A block of data

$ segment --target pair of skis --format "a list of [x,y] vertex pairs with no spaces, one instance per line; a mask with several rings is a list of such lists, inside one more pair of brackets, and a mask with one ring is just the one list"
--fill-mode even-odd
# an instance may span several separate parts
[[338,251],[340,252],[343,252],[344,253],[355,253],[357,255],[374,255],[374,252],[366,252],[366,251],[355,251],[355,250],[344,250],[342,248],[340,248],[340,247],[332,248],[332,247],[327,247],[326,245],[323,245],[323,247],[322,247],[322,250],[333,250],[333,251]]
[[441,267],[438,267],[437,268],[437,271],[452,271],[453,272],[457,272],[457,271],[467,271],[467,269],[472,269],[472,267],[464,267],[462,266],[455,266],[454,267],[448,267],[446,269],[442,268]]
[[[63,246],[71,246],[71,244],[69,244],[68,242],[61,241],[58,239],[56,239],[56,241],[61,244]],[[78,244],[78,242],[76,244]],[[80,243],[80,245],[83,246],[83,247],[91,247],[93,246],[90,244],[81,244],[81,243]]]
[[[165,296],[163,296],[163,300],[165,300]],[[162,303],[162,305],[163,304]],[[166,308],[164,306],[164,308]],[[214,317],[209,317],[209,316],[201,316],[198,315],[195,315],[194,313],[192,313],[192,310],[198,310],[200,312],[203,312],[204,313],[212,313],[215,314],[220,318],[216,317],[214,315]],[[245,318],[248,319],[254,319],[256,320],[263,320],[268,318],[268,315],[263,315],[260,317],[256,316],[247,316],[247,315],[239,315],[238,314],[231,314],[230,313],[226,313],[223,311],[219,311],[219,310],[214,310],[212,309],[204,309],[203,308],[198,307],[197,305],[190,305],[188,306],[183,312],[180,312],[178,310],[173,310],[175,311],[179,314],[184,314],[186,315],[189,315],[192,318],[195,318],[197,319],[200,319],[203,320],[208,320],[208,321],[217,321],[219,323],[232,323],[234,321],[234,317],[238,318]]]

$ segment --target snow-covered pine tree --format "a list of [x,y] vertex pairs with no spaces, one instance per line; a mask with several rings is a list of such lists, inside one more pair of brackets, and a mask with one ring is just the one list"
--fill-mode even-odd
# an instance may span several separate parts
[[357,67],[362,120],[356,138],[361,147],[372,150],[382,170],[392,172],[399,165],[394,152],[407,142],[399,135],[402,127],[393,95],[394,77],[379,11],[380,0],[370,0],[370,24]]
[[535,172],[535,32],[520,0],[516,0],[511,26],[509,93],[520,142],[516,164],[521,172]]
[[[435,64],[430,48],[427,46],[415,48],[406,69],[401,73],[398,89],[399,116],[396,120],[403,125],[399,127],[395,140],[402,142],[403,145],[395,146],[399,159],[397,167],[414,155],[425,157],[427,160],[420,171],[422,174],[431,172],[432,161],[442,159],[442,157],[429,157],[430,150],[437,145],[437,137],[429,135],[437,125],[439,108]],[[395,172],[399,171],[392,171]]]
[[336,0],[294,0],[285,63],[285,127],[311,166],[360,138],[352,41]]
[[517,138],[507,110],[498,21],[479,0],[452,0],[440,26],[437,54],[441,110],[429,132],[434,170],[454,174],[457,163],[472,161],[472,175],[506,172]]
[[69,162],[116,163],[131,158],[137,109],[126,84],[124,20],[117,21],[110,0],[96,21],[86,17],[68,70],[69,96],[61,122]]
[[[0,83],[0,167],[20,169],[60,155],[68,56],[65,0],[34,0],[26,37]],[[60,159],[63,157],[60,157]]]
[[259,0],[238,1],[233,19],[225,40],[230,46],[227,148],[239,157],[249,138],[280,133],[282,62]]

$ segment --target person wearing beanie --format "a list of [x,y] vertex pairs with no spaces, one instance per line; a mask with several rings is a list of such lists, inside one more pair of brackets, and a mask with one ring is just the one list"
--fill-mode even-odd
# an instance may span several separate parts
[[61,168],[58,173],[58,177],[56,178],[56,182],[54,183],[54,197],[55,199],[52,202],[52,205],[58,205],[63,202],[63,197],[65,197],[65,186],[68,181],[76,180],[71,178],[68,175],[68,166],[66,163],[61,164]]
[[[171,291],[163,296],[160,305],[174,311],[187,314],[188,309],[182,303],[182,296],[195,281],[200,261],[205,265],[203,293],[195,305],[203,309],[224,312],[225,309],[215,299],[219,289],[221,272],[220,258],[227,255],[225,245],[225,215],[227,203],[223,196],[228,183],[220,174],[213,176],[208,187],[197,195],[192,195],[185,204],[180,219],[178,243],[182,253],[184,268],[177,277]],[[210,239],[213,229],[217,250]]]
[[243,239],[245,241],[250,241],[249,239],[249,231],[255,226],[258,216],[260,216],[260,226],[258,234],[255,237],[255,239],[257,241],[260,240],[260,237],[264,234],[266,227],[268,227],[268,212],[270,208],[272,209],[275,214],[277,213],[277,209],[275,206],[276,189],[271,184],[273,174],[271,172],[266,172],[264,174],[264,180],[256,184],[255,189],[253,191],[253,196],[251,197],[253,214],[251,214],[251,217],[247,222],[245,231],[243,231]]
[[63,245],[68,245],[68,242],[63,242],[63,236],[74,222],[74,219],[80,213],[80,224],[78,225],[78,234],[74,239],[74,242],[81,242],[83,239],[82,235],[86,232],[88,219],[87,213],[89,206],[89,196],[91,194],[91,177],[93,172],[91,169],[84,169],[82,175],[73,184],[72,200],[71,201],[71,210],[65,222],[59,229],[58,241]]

Instructions to follow: Please present all the rows above as a numbered list, leaving out the blank lines.

Correct answer:
1. $ segment --target pair of skis --format "a list of [x,y] vertex pairs with no spaces, one instance per line; a mask with several rings is a list of such lists, inside one more pair of brackets, and a mask with one ring is just the one list"
2. --fill-mode even-odd
3. # an instance may span several separate parts
4. [[338,251],[340,252],[343,252],[344,253],[355,253],[357,255],[374,255],[374,252],[366,252],[366,251],[355,251],[355,250],[344,250],[342,248],[340,248],[340,247],[332,248],[332,247],[327,247],[326,245],[323,245],[323,247],[322,247],[322,250],[333,250],[333,251]]
5. [[441,267],[438,267],[437,268],[437,271],[452,271],[453,272],[457,272],[457,271],[467,271],[467,269],[472,269],[472,267],[464,267],[462,266],[455,266],[454,267],[448,267],[446,269],[442,268]]
6. [[[63,246],[71,246],[71,244],[69,244],[68,242],[61,241],[58,239],[56,239],[56,241],[61,244]],[[78,244],[78,242],[76,244]],[[80,243],[80,245],[83,246],[83,247],[91,247],[93,246],[90,244],[81,244],[81,243]]]
7. [[[165,296],[163,296],[163,300],[165,300]],[[162,303],[162,305],[163,304]],[[166,308],[164,306],[164,308]],[[214,317],[209,317],[209,316],[201,316],[198,315],[195,315],[194,313],[192,313],[192,310],[198,310],[200,312],[203,312],[204,313],[212,313],[215,314],[220,318],[216,317],[214,315]],[[245,318],[248,319],[254,319],[256,320],[263,320],[268,318],[268,315],[263,315],[260,317],[256,316],[247,316],[247,315],[239,315],[238,314],[231,314],[230,313],[226,313],[223,311],[219,311],[219,310],[214,310],[212,309],[204,309],[203,308],[198,307],[197,305],[190,305],[188,306],[183,312],[180,312],[178,310],[173,310],[175,311],[179,314],[184,314],[186,315],[189,315],[192,318],[195,318],[197,319],[200,319],[203,320],[208,320],[208,321],[217,321],[219,323],[232,323],[234,321],[234,317],[238,318]]]
8. $ segment --target snow-covered pine tree --format "a list of [x,y] vertex pairs with no spaces, one instance per line; a mask with several rings is a list of such lists, inside one more pair of brackets, and a mask with one ring is just the one list"
9. --fill-mode even-odd
10. # an instance may span several separate parts
11. [[357,67],[362,120],[356,138],[361,147],[372,150],[382,170],[392,172],[399,165],[394,152],[407,142],[399,135],[402,127],[393,95],[394,77],[379,11],[380,0],[370,0],[370,24]]
12. [[535,172],[535,32],[520,0],[516,0],[511,26],[509,93],[520,142],[516,164],[521,172]]
13. [[[435,64],[430,48],[427,46],[415,48],[406,69],[401,73],[398,89],[399,116],[396,120],[403,125],[399,127],[395,140],[402,142],[403,145],[395,146],[399,159],[397,167],[414,155],[425,157],[427,160],[420,171],[422,174],[431,172],[432,161],[442,159],[442,157],[429,157],[430,150],[437,145],[437,137],[429,135],[437,125],[439,108]],[[395,172],[399,171],[392,171]]]
14. [[336,0],[294,0],[285,63],[285,127],[311,166],[360,138],[352,41]]
15. [[517,138],[507,110],[498,21],[479,0],[452,0],[440,26],[437,54],[441,110],[429,132],[434,170],[454,174],[457,163],[472,161],[472,175],[506,172]]
16. [[69,162],[116,163],[131,158],[137,109],[126,84],[124,20],[117,21],[110,0],[96,21],[86,17],[68,70],[69,96],[61,122]]
17. [[[0,83],[0,167],[20,169],[60,155],[68,56],[65,0],[34,0],[26,37]],[[60,159],[63,157],[60,157]]]
18. [[259,0],[238,1],[233,19],[225,40],[230,46],[227,148],[239,157],[249,138],[280,133],[282,62]]
19. $ segment --target person wearing beanie --format "a list of [x,y] vertex pairs with no spaces, one instance per line; a mask with several rings is a list of such lists, inside one more pair of brackets, and a mask with one ring is just the one list"
20. --fill-mode even-odd
21. # an instance may span several separate parts
22. [[61,168],[58,173],[58,177],[56,178],[56,182],[54,183],[54,197],[55,199],[52,202],[52,205],[58,205],[63,202],[63,197],[65,197],[65,186],[68,181],[76,180],[71,178],[68,175],[68,166],[66,163],[61,164]]
23. [[[171,291],[163,296],[160,305],[174,311],[187,314],[188,309],[182,303],[182,296],[195,281],[200,261],[205,265],[203,293],[195,305],[203,309],[224,312],[225,309],[215,299],[219,289],[221,272],[220,258],[227,255],[225,245],[225,215],[227,203],[223,196],[228,183],[220,174],[213,176],[208,187],[197,195],[192,195],[185,204],[180,219],[178,243],[182,253],[184,268],[177,277]],[[210,239],[213,229],[217,250]]]
24. [[243,239],[245,241],[250,241],[249,239],[249,231],[255,226],[258,216],[260,216],[260,226],[258,234],[255,237],[255,239],[257,241],[260,240],[260,237],[264,234],[266,227],[268,227],[268,212],[270,208],[272,209],[275,214],[277,213],[277,209],[275,206],[276,189],[271,184],[273,174],[271,172],[266,172],[264,174],[264,180],[256,184],[255,189],[253,191],[253,196],[251,197],[253,214],[251,214],[251,217],[247,222],[245,231],[243,231]]
25. [[63,245],[68,245],[68,242],[63,242],[63,236],[74,222],[74,219],[80,213],[80,224],[78,225],[78,234],[74,239],[74,242],[81,242],[83,239],[82,235],[86,232],[88,219],[87,213],[89,206],[89,196],[91,194],[91,177],[93,172],[91,169],[84,169],[82,175],[73,184],[72,200],[71,201],[71,210],[65,222],[59,229],[58,241]]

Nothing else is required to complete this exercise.